La vida en el estudio
Conviene observar la feria sin comprar ni vender nada. No es que semejante conveniencia sea actual; es de siempre y ya muchos hombres se cansaron de prescribirlo. El repliegue parece sin embargo inoportuno. Quién quiere replegarse después del repliegue obligado. El repliegue consiste en inventarse un ámbito aparte, con objetos que nos muestren la feria (el mundo) sin serlo.
De eso mismo escribió el filósofo Giorgio Agamben en Studiolo, el libro recién publicado por Adriana Hidalgo. Tal vez no esté de más recordar que el título se refiere a un recinto de los palacios del Renacimiento en el que el noble, y a veces sus amigos, podía retirarse a pensar rodeado de obras de arte y en ocasiones también objetos de otro tipo (mapas, fósiles). Agamben nos invita a su paraíso de los sentidos, puesto que “¿no son acaso una especie de paraíso las imágenes de las cuales cada uno de nosotros querría estar siempre acompañado?” Acompaña cada obra de un escrito, un comentario.

» CONSIGNA 1
Por favor, responde con los datos del fragmento:
(a) ¿En qué consiste el repliegue?
(b) ¿Qué editorial acaba de publicar Studiolo?
(c) ¿Qué objetos de otro tipo, además de obras de arte, podían rodear al noble en ese recinto?
» CONSIGNA 2
Según el fragmento, ¿por qué Agamben llama "paraíso de los sentidos" al lugar al que nos invita? Contesta en una o dos oraciones.

» DATOS PROPORCIONADOS

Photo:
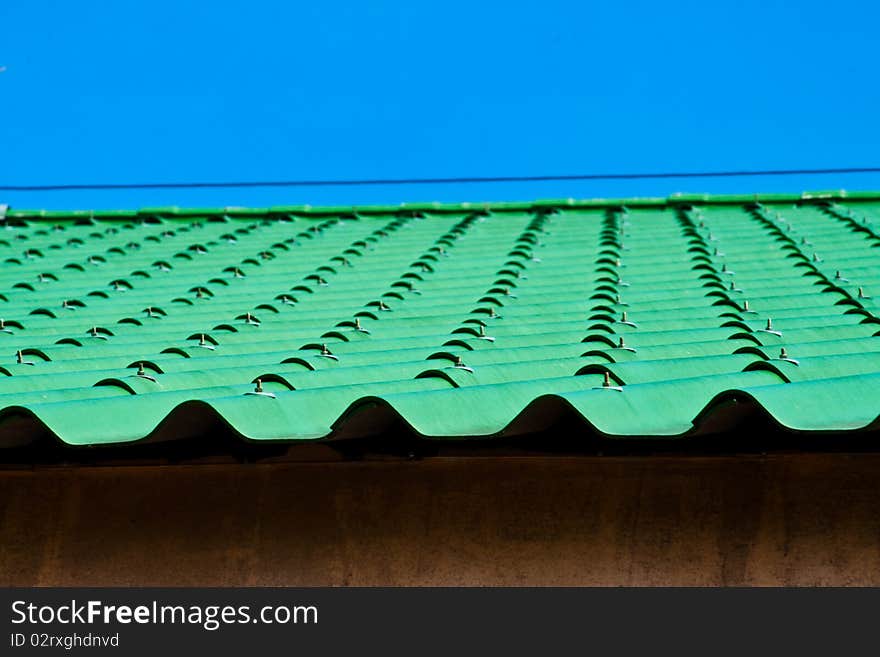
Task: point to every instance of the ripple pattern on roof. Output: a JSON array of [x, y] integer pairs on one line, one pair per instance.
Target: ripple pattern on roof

» RESULTADO 1
(a) En inventarse un ámbito aparte, con objetos que nos muestren la feria (el mundo) sin serlo.
(b) Adriana Hidalgo.
(c) Mapas y fósiles.

» RESULTADO 2
Porque, como plantea Agamben, las imágenes de las que cada uno de nosotros querría estar siempre acompañado son una especie de paraíso.